La parola proviene dal termine greco antico πεντηκοστή, pentekosté (sottinteso: ἡμὲρα, hemèra), cioè "cinquantesimo (giorno)": la festa celebrata in quel giorno ha luogo cinquanta giorni dopo la Pasqua.

I Padri della Chiesa hanno paragonato il "battesimo nello Spirito Santo" della Pentecoste, che per la Chiesa è una vera e propria investitura apostolica, al battesimo di Gesù, teofania solenne all'inizio del suo ministero pubblico. Essi fanno vedere nella Pentecoste il dono della nuova legge alla Chiesa (cfr. Ger 31,33 ; Ez 36,27 ) e la nuova creazione (cfr. Gen 1,2 ): questi temi non sono espressi in At 2 , ma si fondano sull'azione interna dello Spirito e sulla ricreazione che egli effettua[1].

La preparazione dell'Antico Testamento

Exquisite-kfind.png Per approfondire, vedi la voce Pentecoste ebraica

La Pentecoste ebraica è, con la Pasqua ed i Tabernacoli, una delle tre feste in cui Israele deve presentarsi dinanzi a YHWH nel luogo da lui scelto per farvi abitare il suo nome (Dt 16,16 ).

L'oggetto della festa ha subito un'evoluzione[1].

Nell'Antico Testamento il termine greco "Pentecoste" è attestato in Tb 2,1 e in 2Mac 12,32 .

Ancora oggi gli Ebrei leggono in questo giorno il passo di Es 19 ed il Libro di Rut. La consuetudine di leggere il libro di Rut è motivata dall'ambientazione del libro stesso, nel tempo della mietitura, e dal fatto che Davide, di cui Rut era antenata, era nato e morto il giorno di Shavuot.

Il dono dello Spirito a Pentecoste

Anonimo XVII secolo, Discesa dello Spirito Santo, Monastero di Novodevich, Mosca

A differenza del Vangelo di Giovanni, che presenta il dono dello Spirito Santo nello stesso giorno di Pasqua (20,19-23), Luca situa il dono dello Spirito nel giorno della Pentecoste ebraica (cfr. Lc 24,49 ; At 1,4-5 ), accostando il dono dello Spirito all'antico dono della legge del Sinai: lo Spirito è la nuova legge della comunità cristiana.

■ ■ ■ ■ ■ ■ ■

Consegna:
Rispondi in breve a queste domande sul brano dedicato alla Pentecoste.
(a) Che cosa significa il termine greco antico pentekosté?
(b) Insieme a quali altre due feste la Pentecoste ebraica è una delle tre in cui Israele deve presentarsi dinanzi a YHWH?
(c) In quale giorno il Vangelo di Giovanni presenta il dono dello Spirito Santo?
L'elenco riportato qui sotto proviene da un'altra fonte.

■ ■ ■ ■ ■ ■ ■

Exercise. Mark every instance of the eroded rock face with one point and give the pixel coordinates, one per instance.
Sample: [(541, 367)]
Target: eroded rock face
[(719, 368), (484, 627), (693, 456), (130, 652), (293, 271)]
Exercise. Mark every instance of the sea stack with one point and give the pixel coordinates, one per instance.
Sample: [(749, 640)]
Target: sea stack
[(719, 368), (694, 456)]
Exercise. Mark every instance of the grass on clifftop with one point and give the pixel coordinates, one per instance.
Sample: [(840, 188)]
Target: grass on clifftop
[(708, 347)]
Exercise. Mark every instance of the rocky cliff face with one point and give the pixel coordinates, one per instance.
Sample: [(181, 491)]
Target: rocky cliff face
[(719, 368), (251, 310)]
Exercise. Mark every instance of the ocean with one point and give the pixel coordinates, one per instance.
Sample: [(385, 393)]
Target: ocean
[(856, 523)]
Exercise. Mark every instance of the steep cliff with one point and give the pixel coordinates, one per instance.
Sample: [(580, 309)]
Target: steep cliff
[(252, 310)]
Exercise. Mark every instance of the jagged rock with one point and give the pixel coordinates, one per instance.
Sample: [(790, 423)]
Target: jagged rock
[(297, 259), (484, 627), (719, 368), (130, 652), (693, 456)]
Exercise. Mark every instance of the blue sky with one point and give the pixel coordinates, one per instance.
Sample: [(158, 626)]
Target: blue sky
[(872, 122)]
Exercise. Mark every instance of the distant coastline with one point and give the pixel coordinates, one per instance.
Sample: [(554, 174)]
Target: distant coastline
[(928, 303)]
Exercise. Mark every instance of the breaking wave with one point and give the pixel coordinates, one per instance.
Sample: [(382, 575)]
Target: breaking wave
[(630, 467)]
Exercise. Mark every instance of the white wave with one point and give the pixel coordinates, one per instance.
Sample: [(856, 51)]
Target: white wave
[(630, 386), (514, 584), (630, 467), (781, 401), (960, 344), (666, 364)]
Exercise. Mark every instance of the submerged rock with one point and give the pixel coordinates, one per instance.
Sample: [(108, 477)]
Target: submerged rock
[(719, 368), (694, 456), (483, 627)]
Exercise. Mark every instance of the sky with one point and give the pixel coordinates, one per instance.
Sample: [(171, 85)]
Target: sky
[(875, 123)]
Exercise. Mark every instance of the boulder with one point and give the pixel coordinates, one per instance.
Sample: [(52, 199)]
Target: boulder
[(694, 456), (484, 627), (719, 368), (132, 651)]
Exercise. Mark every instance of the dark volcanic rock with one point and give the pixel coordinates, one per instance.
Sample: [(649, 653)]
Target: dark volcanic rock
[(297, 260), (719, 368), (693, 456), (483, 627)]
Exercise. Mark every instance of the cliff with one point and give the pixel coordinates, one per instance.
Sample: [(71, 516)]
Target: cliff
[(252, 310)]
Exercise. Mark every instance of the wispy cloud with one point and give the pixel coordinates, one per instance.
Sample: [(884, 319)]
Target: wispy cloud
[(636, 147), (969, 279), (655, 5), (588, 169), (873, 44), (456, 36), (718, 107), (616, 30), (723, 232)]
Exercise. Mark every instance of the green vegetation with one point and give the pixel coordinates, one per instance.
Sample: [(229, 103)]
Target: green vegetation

■ ■ ■ ■ ■ ■ ■

Soluzione:
(a) Significa "cinquantesimo (giorno)".
(b) La Pasqua e i Tabernacoli.
(c) Nello stesso giorno di Pasqua.